* _ASSIGNMENT_
Repeat the data exactly. Pictures stay out.

* _DATA_
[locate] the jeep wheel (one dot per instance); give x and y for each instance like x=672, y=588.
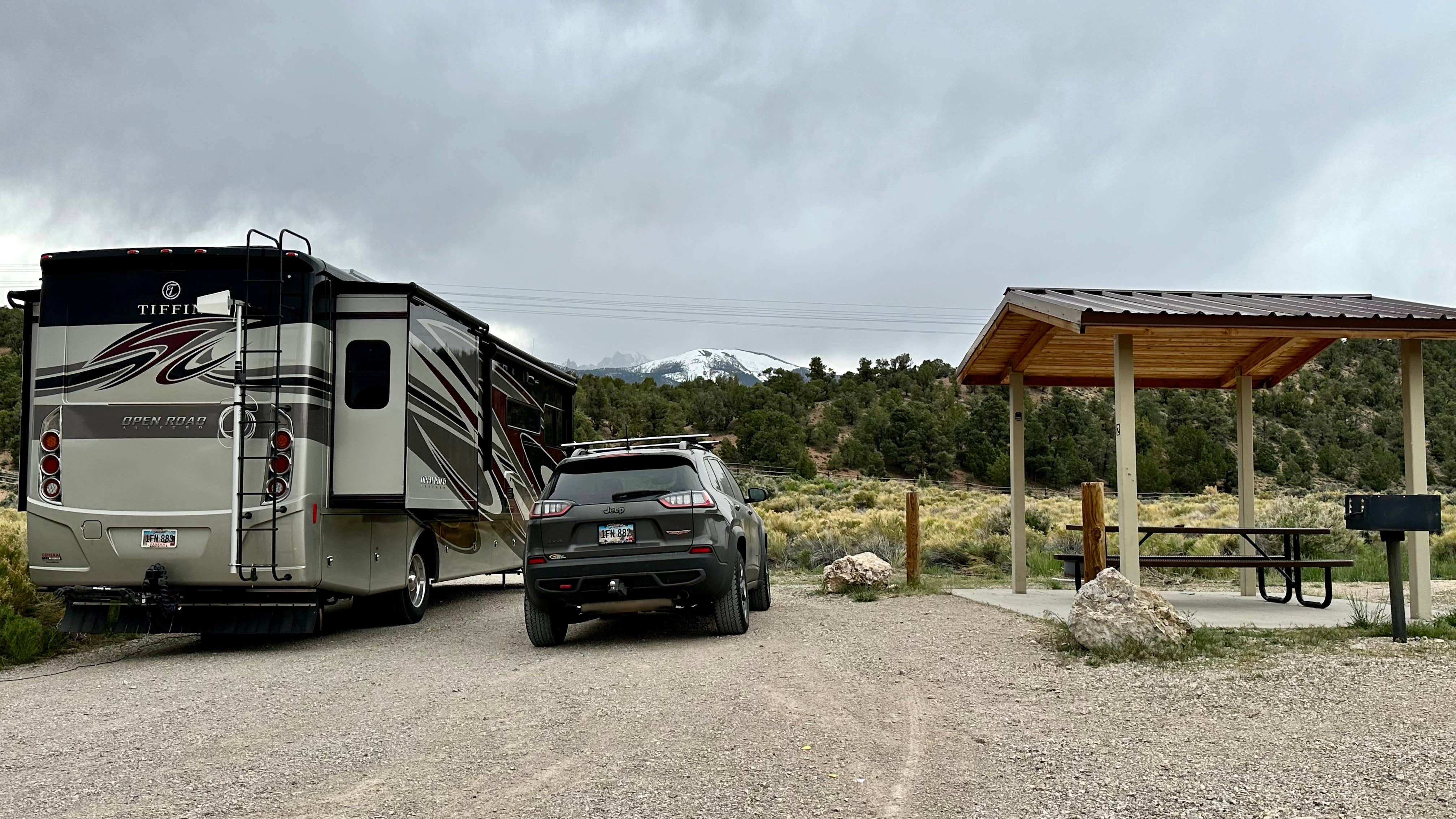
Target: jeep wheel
x=545, y=627
x=759, y=599
x=732, y=610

* _EXERCISE ANSWER_
[locate] the jeep wheel (one dot per instance); give x and y for each instance like x=672, y=588.
Target: jeep wheel
x=545, y=627
x=759, y=599
x=732, y=610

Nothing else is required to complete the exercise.